Problem
Copy out the entries below in full and exactly.

*** Begin section ***

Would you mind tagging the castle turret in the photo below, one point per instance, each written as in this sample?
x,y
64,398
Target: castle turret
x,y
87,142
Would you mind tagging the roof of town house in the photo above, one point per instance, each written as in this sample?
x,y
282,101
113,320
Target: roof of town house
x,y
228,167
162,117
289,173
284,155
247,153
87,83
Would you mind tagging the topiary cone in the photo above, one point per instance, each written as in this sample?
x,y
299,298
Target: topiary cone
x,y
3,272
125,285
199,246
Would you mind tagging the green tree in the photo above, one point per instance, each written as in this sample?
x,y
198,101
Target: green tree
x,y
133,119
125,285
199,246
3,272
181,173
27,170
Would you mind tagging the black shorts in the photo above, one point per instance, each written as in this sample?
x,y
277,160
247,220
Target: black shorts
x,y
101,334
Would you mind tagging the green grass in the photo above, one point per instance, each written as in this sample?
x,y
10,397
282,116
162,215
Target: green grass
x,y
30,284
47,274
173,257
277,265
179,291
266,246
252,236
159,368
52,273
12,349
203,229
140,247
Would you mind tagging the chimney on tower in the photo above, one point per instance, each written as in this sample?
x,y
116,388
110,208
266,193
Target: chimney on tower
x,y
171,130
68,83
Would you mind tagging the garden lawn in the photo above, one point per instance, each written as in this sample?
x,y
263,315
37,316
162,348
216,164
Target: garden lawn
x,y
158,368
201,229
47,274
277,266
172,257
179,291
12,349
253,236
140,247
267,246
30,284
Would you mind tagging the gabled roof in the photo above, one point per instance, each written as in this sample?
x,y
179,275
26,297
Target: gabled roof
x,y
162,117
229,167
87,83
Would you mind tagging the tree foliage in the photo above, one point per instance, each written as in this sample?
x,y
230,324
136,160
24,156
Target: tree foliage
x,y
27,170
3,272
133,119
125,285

*** End section ***

Written answer
Would you mind tagging the castle turret in the photo below, one point per instance, each written as in this sample?
x,y
64,398
Target: castle turret
x,y
87,142
Would you mind tagging the roof of town house in the photo above, one point per instance, each written as in this sample?
x,y
282,101
113,320
Target: roof of town house
x,y
228,167
162,117
289,173
284,155
247,153
87,83
Would you mind tagging the topiary cone in the photo above, one point per instance, each written as in this sample?
x,y
299,298
Target: topiary cone
x,y
3,272
125,285
199,246
Would you mind tagging the green tree in the photo above, one point per instance, each written as in this sample?
x,y
198,101
Target: green tree
x,y
133,119
125,285
199,246
3,272
181,173
27,170
Would you mind tagging the black shorts in the photo above, one point per instance, each written as in this sample?
x,y
277,160
247,220
Target: black shorts
x,y
101,334
Would you mind tagging the green grass in the photo above, one point per instance, each written as in this sample?
x,y
10,397
282,116
162,215
Target: green grass
x,y
30,284
47,274
173,257
277,265
179,291
266,246
252,236
159,368
52,273
12,349
203,229
140,247
Would you mind tagging the chimney on tower in the photo above, one point per instance, each written as in this sample?
x,y
116,388
110,208
266,193
Target: chimney on tower
x,y
171,130
68,83
Would you mind tagging the garden lawn in the photo above, one point per instance, each written as in this sample?
x,y
263,315
37,316
162,348
216,164
Target: garden lawn
x,y
158,368
201,229
47,274
277,266
172,257
179,291
12,349
253,236
140,247
267,246
30,284
Would you mind tagging the gabled roof in the photo above, one point per instance, each written as in this sample?
x,y
179,275
26,297
Target: gabled roof
x,y
162,117
229,167
87,83
Would you mind tagging the tree foliage in the photo above, one point per instance, each written as in this sample?
x,y
230,324
136,160
24,156
Target: tree foliage
x,y
27,170
3,272
133,119
125,285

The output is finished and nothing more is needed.